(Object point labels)
● ● ● ● ● ● ●
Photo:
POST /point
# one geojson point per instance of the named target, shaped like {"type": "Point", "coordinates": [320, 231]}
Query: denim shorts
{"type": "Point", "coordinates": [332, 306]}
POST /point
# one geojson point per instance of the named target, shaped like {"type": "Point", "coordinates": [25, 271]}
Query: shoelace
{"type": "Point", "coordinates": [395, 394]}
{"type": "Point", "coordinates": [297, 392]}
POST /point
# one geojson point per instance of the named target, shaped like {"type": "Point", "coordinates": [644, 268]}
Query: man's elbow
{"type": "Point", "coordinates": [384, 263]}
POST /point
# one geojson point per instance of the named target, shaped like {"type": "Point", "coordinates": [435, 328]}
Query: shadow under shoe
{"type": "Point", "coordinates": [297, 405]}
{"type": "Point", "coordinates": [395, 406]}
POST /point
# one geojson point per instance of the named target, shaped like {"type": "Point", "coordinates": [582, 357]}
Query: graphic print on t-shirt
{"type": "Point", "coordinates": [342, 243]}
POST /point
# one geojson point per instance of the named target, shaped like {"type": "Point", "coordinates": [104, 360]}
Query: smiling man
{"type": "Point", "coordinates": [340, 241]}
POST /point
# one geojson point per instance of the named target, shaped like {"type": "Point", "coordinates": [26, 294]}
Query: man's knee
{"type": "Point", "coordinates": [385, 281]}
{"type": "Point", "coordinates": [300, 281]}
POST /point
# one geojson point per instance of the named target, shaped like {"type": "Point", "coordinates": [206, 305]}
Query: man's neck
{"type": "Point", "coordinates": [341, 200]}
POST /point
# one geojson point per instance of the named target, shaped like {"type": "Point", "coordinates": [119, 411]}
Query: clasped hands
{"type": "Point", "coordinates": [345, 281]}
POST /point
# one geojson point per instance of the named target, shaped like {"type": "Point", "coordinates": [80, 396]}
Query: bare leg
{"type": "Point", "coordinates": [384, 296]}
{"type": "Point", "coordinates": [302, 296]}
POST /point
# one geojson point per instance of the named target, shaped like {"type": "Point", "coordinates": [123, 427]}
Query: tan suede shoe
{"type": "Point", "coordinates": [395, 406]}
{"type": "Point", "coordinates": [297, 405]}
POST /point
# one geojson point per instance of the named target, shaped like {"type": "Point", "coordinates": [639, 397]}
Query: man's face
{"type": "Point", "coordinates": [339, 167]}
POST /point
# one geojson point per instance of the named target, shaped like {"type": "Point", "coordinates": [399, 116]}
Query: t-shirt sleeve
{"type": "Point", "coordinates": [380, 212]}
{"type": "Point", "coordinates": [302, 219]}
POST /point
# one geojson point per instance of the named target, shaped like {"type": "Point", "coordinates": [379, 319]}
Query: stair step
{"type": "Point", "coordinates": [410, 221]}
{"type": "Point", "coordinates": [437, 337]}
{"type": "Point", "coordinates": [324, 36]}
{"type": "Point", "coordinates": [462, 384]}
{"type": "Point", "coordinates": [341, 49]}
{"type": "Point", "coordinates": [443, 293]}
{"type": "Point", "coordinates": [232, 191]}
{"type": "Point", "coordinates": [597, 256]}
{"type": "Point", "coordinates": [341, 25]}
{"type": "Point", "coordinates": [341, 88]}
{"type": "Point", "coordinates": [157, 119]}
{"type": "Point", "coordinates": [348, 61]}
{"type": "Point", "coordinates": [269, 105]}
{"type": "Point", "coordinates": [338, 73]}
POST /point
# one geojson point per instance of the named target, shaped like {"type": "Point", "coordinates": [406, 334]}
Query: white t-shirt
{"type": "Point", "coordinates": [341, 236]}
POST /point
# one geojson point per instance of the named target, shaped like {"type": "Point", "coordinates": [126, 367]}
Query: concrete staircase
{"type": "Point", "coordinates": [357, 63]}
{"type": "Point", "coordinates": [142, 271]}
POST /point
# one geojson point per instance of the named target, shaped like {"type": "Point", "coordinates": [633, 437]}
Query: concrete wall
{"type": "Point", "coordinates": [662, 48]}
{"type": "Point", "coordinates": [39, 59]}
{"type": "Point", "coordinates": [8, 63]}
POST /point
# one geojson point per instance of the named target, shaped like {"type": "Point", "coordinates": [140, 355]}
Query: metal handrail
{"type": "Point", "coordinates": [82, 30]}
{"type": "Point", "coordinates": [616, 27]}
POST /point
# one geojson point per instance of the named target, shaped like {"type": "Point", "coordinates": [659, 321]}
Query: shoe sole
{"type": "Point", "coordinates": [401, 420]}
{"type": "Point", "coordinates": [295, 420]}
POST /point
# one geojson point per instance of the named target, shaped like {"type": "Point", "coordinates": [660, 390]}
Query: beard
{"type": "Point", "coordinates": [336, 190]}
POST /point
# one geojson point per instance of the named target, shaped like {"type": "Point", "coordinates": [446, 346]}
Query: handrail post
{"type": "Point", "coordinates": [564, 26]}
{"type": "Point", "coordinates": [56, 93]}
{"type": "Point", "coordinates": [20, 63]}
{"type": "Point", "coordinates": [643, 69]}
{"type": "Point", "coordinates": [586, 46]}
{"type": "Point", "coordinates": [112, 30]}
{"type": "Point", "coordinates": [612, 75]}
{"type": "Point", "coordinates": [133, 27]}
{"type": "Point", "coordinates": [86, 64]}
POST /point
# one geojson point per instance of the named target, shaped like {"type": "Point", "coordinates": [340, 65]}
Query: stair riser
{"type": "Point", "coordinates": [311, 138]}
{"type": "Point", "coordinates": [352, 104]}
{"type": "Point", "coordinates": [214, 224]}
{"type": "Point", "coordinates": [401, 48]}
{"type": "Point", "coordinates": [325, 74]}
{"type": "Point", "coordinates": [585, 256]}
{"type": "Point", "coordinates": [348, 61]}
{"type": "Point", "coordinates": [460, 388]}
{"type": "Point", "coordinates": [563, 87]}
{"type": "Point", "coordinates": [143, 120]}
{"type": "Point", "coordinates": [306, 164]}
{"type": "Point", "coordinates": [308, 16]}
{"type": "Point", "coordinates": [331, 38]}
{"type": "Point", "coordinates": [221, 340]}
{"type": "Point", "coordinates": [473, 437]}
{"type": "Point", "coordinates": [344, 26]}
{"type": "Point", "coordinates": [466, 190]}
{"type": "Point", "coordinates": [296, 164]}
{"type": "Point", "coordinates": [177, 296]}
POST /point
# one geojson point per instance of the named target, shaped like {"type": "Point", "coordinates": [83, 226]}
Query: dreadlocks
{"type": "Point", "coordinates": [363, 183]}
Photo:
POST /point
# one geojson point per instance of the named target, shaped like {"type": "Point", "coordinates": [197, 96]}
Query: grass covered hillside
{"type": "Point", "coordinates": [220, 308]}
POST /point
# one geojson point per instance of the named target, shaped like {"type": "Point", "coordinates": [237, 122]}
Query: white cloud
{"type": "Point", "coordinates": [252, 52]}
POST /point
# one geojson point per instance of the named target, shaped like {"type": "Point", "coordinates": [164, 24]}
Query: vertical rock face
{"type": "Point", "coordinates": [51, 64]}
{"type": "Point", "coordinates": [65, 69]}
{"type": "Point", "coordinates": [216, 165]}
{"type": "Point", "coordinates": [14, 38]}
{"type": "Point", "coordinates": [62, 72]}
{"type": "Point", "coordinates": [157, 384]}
● ● ● ● ● ● ●
Set down the material above again, word for word.

Photo:
POST /point
# one geojson point per instance of the named target, shaped like {"type": "Point", "coordinates": [320, 231]}
Query: denim shorts
{"type": "Point", "coordinates": [332, 306]}
POST /point
# one geojson point per instance of the named target, shaped like {"type": "Point", "coordinates": [25, 271]}
Query: shoelace
{"type": "Point", "coordinates": [395, 394]}
{"type": "Point", "coordinates": [297, 392]}
POST /point
# one geojson point per instance of the named target, shaped like {"type": "Point", "coordinates": [644, 268]}
Query: man's elbow
{"type": "Point", "coordinates": [384, 263]}
POST /point
# one geojson point per instance of the named target, shaped like {"type": "Point", "coordinates": [435, 328]}
Query: shadow under shoe
{"type": "Point", "coordinates": [297, 405]}
{"type": "Point", "coordinates": [395, 406]}
POST /point
# one geojson point per instance of the named target, shaped like {"type": "Point", "coordinates": [582, 357]}
Query: graphic print on t-shirt
{"type": "Point", "coordinates": [342, 243]}
POST /point
# one geojson point per instance of the named target, shaped like {"type": "Point", "coordinates": [104, 360]}
Query: smiling man
{"type": "Point", "coordinates": [340, 241]}
POST /point
# one geojson point per instance of the named target, shaped like {"type": "Point", "coordinates": [26, 294]}
Query: man's knee
{"type": "Point", "coordinates": [385, 281]}
{"type": "Point", "coordinates": [300, 281]}
POST /point
# one geojson point per instance of the named target, shaped like {"type": "Point", "coordinates": [206, 305]}
Query: man's neck
{"type": "Point", "coordinates": [341, 200]}
POST /point
# one geojson point per instance of the named target, shaped like {"type": "Point", "coordinates": [119, 411]}
Query: clasped hands
{"type": "Point", "coordinates": [345, 281]}
POST /point
# one geojson point per instance of the named target, shaped like {"type": "Point", "coordinates": [80, 396]}
Query: bare leg
{"type": "Point", "coordinates": [384, 296]}
{"type": "Point", "coordinates": [302, 296]}
POST /point
# one geojson point per instance of the named target, shaped like {"type": "Point", "coordinates": [123, 427]}
Query: tan suede shoe
{"type": "Point", "coordinates": [395, 406]}
{"type": "Point", "coordinates": [297, 405]}
POST /point
# one geojson point per instance of the named target, shaped like {"type": "Point", "coordinates": [639, 397]}
Query: man's face
{"type": "Point", "coordinates": [339, 167]}
POST /point
# one geojson point per instance of the named target, shaped like {"type": "Point", "coordinates": [399, 116]}
Query: t-shirt sleeve
{"type": "Point", "coordinates": [380, 212]}
{"type": "Point", "coordinates": [302, 219]}
POST /point
# one geojson point per instance of the named target, shaped like {"type": "Point", "coordinates": [379, 319]}
Query: stair step
{"type": "Point", "coordinates": [410, 221]}
{"type": "Point", "coordinates": [437, 337]}
{"type": "Point", "coordinates": [324, 36]}
{"type": "Point", "coordinates": [462, 384]}
{"type": "Point", "coordinates": [341, 49]}
{"type": "Point", "coordinates": [443, 293]}
{"type": "Point", "coordinates": [232, 191]}
{"type": "Point", "coordinates": [597, 256]}
{"type": "Point", "coordinates": [341, 25]}
{"type": "Point", "coordinates": [341, 88]}
{"type": "Point", "coordinates": [157, 119]}
{"type": "Point", "coordinates": [348, 61]}
{"type": "Point", "coordinates": [269, 105]}
{"type": "Point", "coordinates": [338, 73]}
POST /point
# one geojson point per instance of the named target, shaped like {"type": "Point", "coordinates": [406, 334]}
Query: white t-shirt
{"type": "Point", "coordinates": [341, 236]}
POST /point
# one geojson point per instance of the named target, shaped like {"type": "Point", "coordinates": [126, 367]}
Query: concrete staircase
{"type": "Point", "coordinates": [357, 63]}
{"type": "Point", "coordinates": [142, 271]}
POST /point
# one geojson point per instance of the named target, shaped like {"type": "Point", "coordinates": [633, 437]}
Query: concrete wall
{"type": "Point", "coordinates": [662, 48]}
{"type": "Point", "coordinates": [39, 59]}
{"type": "Point", "coordinates": [8, 63]}
POST /point
# one geojson point per instance of the named target, shaped like {"type": "Point", "coordinates": [140, 355]}
Query: metal handrail
{"type": "Point", "coordinates": [82, 30]}
{"type": "Point", "coordinates": [616, 27]}
POST /point
# one geojson point per instance of the named target, shaped like {"type": "Point", "coordinates": [659, 321]}
Query: shoe sole
{"type": "Point", "coordinates": [401, 420]}
{"type": "Point", "coordinates": [295, 420]}
POST /point
# one geojson point per instance of the named target, shaped like {"type": "Point", "coordinates": [660, 390]}
Query: beard
{"type": "Point", "coordinates": [336, 190]}
POST /point
# one geojson point per instance of the named target, shaped like {"type": "Point", "coordinates": [446, 346]}
Query: handrail post
{"type": "Point", "coordinates": [564, 26]}
{"type": "Point", "coordinates": [56, 93]}
{"type": "Point", "coordinates": [20, 63]}
{"type": "Point", "coordinates": [643, 69]}
{"type": "Point", "coordinates": [586, 46]}
{"type": "Point", "coordinates": [112, 30]}
{"type": "Point", "coordinates": [612, 75]}
{"type": "Point", "coordinates": [133, 27]}
{"type": "Point", "coordinates": [86, 64]}
POST /point
# one geojson point per instance of the named target, shaped like {"type": "Point", "coordinates": [340, 65]}
Query: stair riser
{"type": "Point", "coordinates": [311, 138]}
{"type": "Point", "coordinates": [352, 104]}
{"type": "Point", "coordinates": [214, 224]}
{"type": "Point", "coordinates": [401, 48]}
{"type": "Point", "coordinates": [325, 74]}
{"type": "Point", "coordinates": [585, 256]}
{"type": "Point", "coordinates": [348, 61]}
{"type": "Point", "coordinates": [460, 388]}
{"type": "Point", "coordinates": [563, 87]}
{"type": "Point", "coordinates": [143, 120]}
{"type": "Point", "coordinates": [306, 164]}
{"type": "Point", "coordinates": [308, 16]}
{"type": "Point", "coordinates": [331, 38]}
{"type": "Point", "coordinates": [221, 340]}
{"type": "Point", "coordinates": [473, 437]}
{"type": "Point", "coordinates": [344, 26]}
{"type": "Point", "coordinates": [466, 190]}
{"type": "Point", "coordinates": [296, 164]}
{"type": "Point", "coordinates": [177, 296]}
POST /point
# one geojson point per instance of the named target, shaped like {"type": "Point", "coordinates": [83, 226]}
Query: dreadlocks
{"type": "Point", "coordinates": [363, 183]}
Photo:
POST /point
# one geojson point per instance of the named target, shaped like {"type": "Point", "coordinates": [197, 96]}
Query: grass covered hillside
{"type": "Point", "coordinates": [220, 308]}
POST /point
# one geojson point per instance of the named target, shaped like {"type": "Point", "coordinates": [237, 122]}
Query: white cloud
{"type": "Point", "coordinates": [252, 52]}
POST /point
# one geojson point per instance of the named target, shaped like {"type": "Point", "coordinates": [164, 24]}
Query: vertical rock face
{"type": "Point", "coordinates": [51, 64]}
{"type": "Point", "coordinates": [65, 69]}
{"type": "Point", "coordinates": [216, 165]}
{"type": "Point", "coordinates": [14, 38]}
{"type": "Point", "coordinates": [62, 72]}
{"type": "Point", "coordinates": [157, 384]}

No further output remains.